— start of Provided entries —

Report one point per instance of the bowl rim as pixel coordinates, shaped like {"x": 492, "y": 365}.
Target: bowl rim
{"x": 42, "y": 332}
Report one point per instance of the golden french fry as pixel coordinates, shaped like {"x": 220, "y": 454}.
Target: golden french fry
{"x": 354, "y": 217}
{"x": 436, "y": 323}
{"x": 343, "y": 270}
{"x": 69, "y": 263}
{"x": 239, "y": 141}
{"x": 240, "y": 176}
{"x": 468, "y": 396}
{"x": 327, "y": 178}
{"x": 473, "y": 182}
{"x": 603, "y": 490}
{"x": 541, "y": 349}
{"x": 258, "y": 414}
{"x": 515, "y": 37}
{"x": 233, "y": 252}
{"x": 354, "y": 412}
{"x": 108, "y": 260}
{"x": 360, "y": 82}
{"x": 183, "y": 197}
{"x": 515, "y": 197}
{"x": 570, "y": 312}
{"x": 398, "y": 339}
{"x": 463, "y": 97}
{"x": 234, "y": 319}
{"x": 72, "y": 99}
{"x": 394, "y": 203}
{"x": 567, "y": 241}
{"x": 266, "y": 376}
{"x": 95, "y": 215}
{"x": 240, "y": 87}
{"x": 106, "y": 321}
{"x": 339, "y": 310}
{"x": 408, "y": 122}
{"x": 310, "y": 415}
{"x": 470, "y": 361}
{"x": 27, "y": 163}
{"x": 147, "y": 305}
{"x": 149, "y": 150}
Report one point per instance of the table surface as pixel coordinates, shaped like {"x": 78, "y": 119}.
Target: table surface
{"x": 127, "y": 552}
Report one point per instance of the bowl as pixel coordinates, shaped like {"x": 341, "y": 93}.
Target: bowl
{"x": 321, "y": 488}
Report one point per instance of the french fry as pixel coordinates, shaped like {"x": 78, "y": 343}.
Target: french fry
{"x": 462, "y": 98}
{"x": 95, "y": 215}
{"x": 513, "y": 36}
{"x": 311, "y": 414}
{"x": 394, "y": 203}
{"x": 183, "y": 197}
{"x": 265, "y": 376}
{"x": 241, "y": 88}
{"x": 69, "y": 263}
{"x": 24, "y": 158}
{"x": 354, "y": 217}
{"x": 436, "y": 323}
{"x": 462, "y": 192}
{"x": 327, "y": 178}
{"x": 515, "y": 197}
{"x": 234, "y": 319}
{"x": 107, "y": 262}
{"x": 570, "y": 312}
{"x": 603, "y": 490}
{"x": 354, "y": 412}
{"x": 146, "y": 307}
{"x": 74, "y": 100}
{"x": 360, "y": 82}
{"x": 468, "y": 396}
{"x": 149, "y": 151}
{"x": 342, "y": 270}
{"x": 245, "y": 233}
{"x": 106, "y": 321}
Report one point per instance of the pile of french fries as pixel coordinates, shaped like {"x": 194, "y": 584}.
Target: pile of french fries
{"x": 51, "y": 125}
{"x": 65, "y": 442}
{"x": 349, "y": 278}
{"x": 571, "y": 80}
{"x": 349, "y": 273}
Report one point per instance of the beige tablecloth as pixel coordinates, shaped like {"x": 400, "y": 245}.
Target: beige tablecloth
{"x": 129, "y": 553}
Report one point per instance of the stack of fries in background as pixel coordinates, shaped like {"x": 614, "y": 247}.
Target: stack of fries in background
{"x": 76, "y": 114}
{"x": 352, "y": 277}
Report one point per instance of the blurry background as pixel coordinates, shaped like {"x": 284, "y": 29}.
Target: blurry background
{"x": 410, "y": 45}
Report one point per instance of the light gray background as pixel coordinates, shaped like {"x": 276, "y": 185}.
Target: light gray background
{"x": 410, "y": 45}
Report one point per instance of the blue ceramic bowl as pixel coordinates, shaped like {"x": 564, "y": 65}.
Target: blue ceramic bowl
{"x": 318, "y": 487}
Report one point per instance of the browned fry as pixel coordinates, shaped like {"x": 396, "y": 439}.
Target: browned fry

— end of Provided entries —

◆ Exercise task
Copy the lines above, starting at the line that contains "Report one point per instance of the light" and ending with the last line of the records.

◆ Result below
Report one point per instance of the light gray background as pixel coordinates, shaped like {"x": 276, "y": 185}.
Target: light gray background
{"x": 410, "y": 45}
Report one point per instance of the blue ceramic bowl as pixel coordinates, shaped like {"x": 564, "y": 65}.
Target: blue ceramic bowl
{"x": 318, "y": 487}
Report one point per instance of the browned fry as pixel coordinates, shaped like {"x": 396, "y": 439}.
Target: browned fry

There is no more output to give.